Work request: Please resume the arroz caldo text below, starting right after its final sentence.

Study text:

Tuesday, August 07, 2007

Halaan Arroz Caldo

[Clam Congee]

Aren't we Filipinos all glad for the rains that has been pouring down these last few days? I still hope, and it will do us all good to continue praying, that the downpours don't stop, especially since they've been announcing on television that even the three typhoons expected to hit the country this month won't do much in raising our dams' waters from their present critical levels.

Besides giving relief to the already parched and cracked ricefields in five provinces in Northern and Central Luzon - the country's palay central - the rains also offer a break from the scorching heat of the country's unbelievably extended summer. Now all I would like to do is curl up in bed with a soft blanket, cuddling my two big babies, after a bowlfull of steaming rice porridge. If only offices were suspended.

Arroz caldo, the handed down Spanish term meaning hot rice, or rice porridge, or congee by the Chinese, is the ultimate comfort food for the rainy season. It is rice and viand and soup all in one, good any time of the day, heavy enough to last you through a nap til the next meal, yet light enough that it does not build up extra bulges while you laze away doing nothing.

I have fond memories eating arroz caldo during candlelit dinners in my childhood - because there were brown-outs come typhoon time - while the windows rattled and probably our neighbors's roofs flew away with the howling winds. It was memorable, not because of the destruction wrought by the innumerable bagyos, but because we were comforted nonetheless, with our family together, sharing a hot meal, beads of perspiration breaking out of our foreheads, with me and my siblings fighting over the drumstick in the arroz caldo.

The traditional arroz caldo is rice cooked with chicken, preferably native or free-range raised in your own backyard (or in your lola's backyard), for more flavor (and less hormones and chemicals, although when I was a child we were not concerned about those things). There may be fried crushed garlic, and patis (salted fish sauce), or slices of spring onion leaves, or maybe a squeeze of calamansi, or a dash of finely ground pepper, perhaps a boiled egg or even a century egg if you're feeling indulgent. All to add nuances to the porridge and round up the flavors, one at a time or all together in one swoop.

Here, with the various condiments on the table added by the diner to the arroz caldo while eating, as determined by his individual tastes and preferences, it is more similar to the Chinese congee, which is just the basic rice soup base. That is, cook rice with more water than needed - about double - so it turns out soupy.

Chinese congee, though, is just like the Filipino lugaw - soupy rice boiled with slices of ginger - given to the sick. Add to it meats, and it becomes a feast for the whole family - whether on convalescence or just imagining maladies - during stormy weather. Chicken turns the lugaw into arroz caldo, goto (tripe) transforms it into goto lugaw (a must after a night of imbibing alcohol), lamang-loob (offal) make it lugaw bituka. A plate of tokwa't baboy - sliced boiled pig ears and lightly fried cubed tokwa (tofu) drenched in spiced vinegar and soy sauce - on the side add heft and protein, as well as more texture and flavor.

Saved data entries:
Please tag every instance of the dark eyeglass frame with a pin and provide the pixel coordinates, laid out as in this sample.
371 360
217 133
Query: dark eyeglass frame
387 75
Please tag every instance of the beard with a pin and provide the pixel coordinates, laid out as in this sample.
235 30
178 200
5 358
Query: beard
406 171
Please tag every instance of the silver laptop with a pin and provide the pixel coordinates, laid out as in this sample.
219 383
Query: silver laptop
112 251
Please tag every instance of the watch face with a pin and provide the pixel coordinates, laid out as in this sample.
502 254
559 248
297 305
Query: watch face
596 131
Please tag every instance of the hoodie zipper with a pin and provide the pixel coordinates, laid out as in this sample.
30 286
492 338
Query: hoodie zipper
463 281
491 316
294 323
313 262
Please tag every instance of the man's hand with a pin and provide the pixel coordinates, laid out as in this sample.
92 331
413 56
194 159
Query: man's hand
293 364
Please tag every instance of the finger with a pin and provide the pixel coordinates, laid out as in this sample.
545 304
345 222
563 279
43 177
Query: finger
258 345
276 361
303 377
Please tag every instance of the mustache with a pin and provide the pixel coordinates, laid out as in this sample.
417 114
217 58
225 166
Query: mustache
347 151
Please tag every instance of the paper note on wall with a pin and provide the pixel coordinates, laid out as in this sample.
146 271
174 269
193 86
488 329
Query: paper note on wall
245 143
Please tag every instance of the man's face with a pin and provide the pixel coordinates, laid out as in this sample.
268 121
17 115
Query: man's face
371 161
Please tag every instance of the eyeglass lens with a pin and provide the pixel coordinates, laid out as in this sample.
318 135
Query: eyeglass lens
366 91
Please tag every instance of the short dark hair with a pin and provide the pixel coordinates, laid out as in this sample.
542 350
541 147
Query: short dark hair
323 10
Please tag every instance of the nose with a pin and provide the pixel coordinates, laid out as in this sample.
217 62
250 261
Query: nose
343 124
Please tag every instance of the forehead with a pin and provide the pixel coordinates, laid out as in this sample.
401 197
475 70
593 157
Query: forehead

Response below:
Since I am in Cavite, where seashells are aplenty and always fresh, not to mention succulent and fat, I thought it would be nice to try clams in lugaw. I've tried North Park's congee with Pacific clams and it was a good break from the usual meat versions. Healthier, too, I suppose, because it has only half the fat of a meat version, but it contains high amounts of iron, managanese, niacin, phosphorus, potassium, vitamins B2 and B12, zinc, and, believe it or not, vitamin C at 49% RDA of a 2,000-calorie diet. (Nutritional details here)

With all the congee condiments and flavorings, plus a bonus rind of fatty pork chicharon, this lugaw was rich and flavorful, a bowlfull for breakfast so filling that I totally skipped lunch. It was just so nice to sleep through the day, anyway.

Halaan Lugaw

1kg fresh clams
1 small onion, thinly sliced
a thumb of ginger root, peeled and sliced
3 cups rice

  1. Wash the clams and boil in a pan of water with onions and ginger until they open.

  2. Scoop out all the shells with a slotted ladle and discard the unopened ones. Set aside.

  3. Put the rice in a deep pan, wash and drain.

  4. Pour the clam soup into the rice and add more water, ensuring that the quantity is double that of what is needed to cook ordinary rice. Bring to a boil on medium fire, stirring once in a while to keep the grains from sticking to the bottom. Add more water if necessary.

  5. Remove clams from their shells. When the rice is almost done and the porridge has thickened (not too thick, though, as the porridge will thicken some more once it cools), add the clams. (You can also saute the clams in oil, garlic and onions before adding them to the rice porridge.)

  6. Serve hot with any combination or all of the following on the side: boiled egg or century egg, tokwa't baboy, chicharon - whole, in bits or crushed. Condiments and garnishings - fried crushed garlic, fried thinly sliced ginger, sliced spring onion leaves, patis, pepper, calamansi.